Given entries ::
* * * * * * *
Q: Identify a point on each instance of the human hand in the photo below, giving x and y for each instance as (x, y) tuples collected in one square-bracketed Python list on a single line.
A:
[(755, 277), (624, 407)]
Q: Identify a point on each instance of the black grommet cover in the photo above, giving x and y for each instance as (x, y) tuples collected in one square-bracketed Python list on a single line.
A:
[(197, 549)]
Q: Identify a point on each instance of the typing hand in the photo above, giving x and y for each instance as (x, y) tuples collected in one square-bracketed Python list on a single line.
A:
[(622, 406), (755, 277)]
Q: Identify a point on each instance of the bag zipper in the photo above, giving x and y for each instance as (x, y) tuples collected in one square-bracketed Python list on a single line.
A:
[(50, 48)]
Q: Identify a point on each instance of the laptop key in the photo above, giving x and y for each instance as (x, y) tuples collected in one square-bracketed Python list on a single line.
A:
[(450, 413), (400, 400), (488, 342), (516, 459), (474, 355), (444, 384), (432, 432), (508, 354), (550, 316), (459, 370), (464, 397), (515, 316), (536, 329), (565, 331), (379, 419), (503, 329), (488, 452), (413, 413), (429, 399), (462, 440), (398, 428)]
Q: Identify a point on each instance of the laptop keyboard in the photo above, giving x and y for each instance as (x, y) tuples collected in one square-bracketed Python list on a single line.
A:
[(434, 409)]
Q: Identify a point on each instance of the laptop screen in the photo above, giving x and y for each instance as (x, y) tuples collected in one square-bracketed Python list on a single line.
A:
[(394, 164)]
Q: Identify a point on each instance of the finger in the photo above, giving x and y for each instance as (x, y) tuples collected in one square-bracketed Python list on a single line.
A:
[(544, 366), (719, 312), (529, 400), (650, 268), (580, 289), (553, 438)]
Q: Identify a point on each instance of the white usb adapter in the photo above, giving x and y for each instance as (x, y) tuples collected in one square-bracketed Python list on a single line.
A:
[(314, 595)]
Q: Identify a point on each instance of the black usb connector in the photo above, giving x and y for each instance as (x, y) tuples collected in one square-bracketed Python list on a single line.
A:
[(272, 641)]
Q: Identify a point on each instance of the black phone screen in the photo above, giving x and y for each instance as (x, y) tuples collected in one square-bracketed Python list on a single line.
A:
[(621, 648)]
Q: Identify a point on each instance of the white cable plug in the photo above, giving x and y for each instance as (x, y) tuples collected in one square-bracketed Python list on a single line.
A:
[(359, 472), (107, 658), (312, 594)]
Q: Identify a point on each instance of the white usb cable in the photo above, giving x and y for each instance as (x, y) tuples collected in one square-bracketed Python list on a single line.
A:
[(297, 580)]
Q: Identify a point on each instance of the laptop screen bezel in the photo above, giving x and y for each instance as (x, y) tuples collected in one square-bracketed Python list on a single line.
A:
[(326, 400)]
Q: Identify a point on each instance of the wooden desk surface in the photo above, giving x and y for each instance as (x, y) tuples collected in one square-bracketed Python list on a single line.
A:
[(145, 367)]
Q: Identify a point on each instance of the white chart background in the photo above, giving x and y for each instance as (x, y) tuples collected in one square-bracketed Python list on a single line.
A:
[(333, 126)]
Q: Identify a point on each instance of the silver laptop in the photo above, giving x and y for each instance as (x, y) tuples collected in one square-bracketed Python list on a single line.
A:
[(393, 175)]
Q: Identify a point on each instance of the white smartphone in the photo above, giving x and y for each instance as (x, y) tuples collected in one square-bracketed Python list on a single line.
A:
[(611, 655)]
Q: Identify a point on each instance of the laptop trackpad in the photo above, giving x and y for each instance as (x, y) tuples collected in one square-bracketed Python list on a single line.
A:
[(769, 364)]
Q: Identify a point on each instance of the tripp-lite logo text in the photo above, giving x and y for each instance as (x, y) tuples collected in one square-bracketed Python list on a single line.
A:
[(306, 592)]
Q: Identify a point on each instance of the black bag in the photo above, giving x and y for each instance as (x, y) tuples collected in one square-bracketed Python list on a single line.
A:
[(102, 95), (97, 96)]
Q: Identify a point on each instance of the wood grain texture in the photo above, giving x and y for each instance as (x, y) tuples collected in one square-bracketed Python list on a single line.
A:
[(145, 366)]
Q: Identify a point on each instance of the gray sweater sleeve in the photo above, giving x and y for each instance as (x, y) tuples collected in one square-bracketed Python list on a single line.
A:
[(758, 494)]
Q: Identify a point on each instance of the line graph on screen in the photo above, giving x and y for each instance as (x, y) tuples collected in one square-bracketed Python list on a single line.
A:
* * * * * * *
Write an exact transcription of every entry above.

Response for this exercise ::
Q: Identify a point on each instance of the human hand in the photo below, giving x and y for each instance as (x, y) tuples collected in one square-bracketed Python list on a single line.
A:
[(755, 277), (624, 407)]
Q: Identify a point on each instance of the black grommet cover in the photo above, giving x and y for each instance as (x, y) tuples collected in one square-bracketed Python list on a single line.
A:
[(197, 549)]
Q: Identify a point on each instance of the typing hand in the photo above, giving x and y for each instance as (x, y) tuples collected in one square-bracketed Python list on a single line.
A:
[(622, 406), (755, 277)]
Q: Identify a point on each instance of the bag zipper in the photo above, giving x and y for each instance as (x, y) tuples collected in one square-bracketed Python list on a single line.
A:
[(50, 48)]
Q: Identify a point on each instance of the laptop key in the photo above, giving x and y for each instance as (x, y) tuples collected in one square-bracketed Python list on a single line.
A:
[(450, 413), (400, 400), (488, 342), (516, 459), (474, 355), (444, 384), (432, 432), (508, 354), (550, 316), (459, 370), (464, 397), (515, 316), (536, 329), (565, 331), (379, 419), (503, 329), (488, 452), (413, 413), (429, 399), (462, 440), (398, 428)]
Q: Identify a point on each instance of the laptop keyboard in the photo above, giving x and y for each instance as (x, y) tuples collected in one square-bracketed Python list on a single line.
A:
[(434, 409)]
Q: Identify a point on each instance of the laptop screen in the photo above, giving x and y for each instance as (x, y) tuples collected in one square-bracketed Python list on a single line.
A:
[(394, 164)]
Q: Identify a point on each instance of the finger in the photo above, giving x and y for each instance as (x, y) tuples collected in one square-bracketed Python list on a single line.
A:
[(544, 366), (719, 312), (529, 400), (650, 268), (580, 289), (553, 438)]
Q: Identify a point on each instance of the white usb adapter in the photo above, giving x and y for each instance as (x, y) tuples collected in one square-bracketed Python list on a single line.
A:
[(314, 595)]
Q: Identify a point on each instance of the black usb connector in the photo above, giving x and y for each instance as (x, y) tuples collected in one square-bracketed Python list on a single line.
A:
[(272, 641)]
Q: Identify a point on each instance of the black phone screen in the photo above, giving x and y for each instance as (x, y) tuples collected in one square-bracketed Python list on a single line.
A:
[(621, 648)]
Q: Identify a point on each instance of the white cable plug in the photo above, giving x and y for each instance as (x, y) tuples collected in one square-bracketed Python list on a single line.
A:
[(359, 472), (107, 658), (312, 594)]
Q: Identify a point on each instance of the white usb cable in the photo above, giving x and y for each instance as (x, y) tuples collected in one square-bracketed Python list on a single line.
A:
[(297, 580)]
Q: Identify a point on each instance of the laptop screen bezel in the photo above, giving x and y for each instance as (x, y) tuples collected in one square-bracketed Python list on a single line.
A:
[(326, 400)]
Q: Identify a point on each instance of the wooden desk surface in the photo above, giving x and y for each instance as (x, y) tuples collected in one square-bracketed Python list on a single line.
A:
[(145, 367)]
Q: Identify a point on each instance of the white chart background in the photo above, giving x and y for each instance as (x, y) tuples collected in one square-bracketed Python list on a single line.
A:
[(333, 126)]
Q: Identify a point on each instance of the silver laptop in the photo above, giving x and y for each instance as (x, y) tuples collected in one square-bracketed Python list on a single line.
A:
[(393, 175)]
Q: Identify a point on each instance of the white smartphone in the photo above, giving x and y for each instance as (x, y) tuples collected in one square-bracketed Python list on a single line.
A:
[(611, 655)]
Q: Identify a point on each instance of the laptop trackpad in the photo above, giving x and y for each instance as (x, y) tuples collected in one square-bracketed Python list on a single line.
A:
[(769, 364)]
Q: Identify a point on each instance of the tripp-lite logo text in the photo above, giving x and y for each instance as (x, y) tuples collected in one square-bracketed Python list on a single line.
A:
[(306, 592)]
Q: Identify a point on each instance of the black bag in the photo above, giving x and y for each instance as (x, y) tuples collected in one square-bracketed Python list on a single line.
A:
[(102, 95), (97, 96)]
Q: Identify a point on each instance of the wood grain texture in the photo above, giving x and y for each instance as (x, y) tuples collected in one square-bracketed Python list on a single line.
A:
[(145, 366)]
Q: Identify a point on each instance of the gray sweater sleeve in the photo above, giving x and y for each instance as (x, y) tuples collected in one square-bracketed Python list on a single line.
A:
[(758, 494)]
Q: Identify a point on each instance of the line graph on screen in the photo above, giving x and y for each instance as (x, y) tuples collected in one square-bracketed Python list on a single line.
A:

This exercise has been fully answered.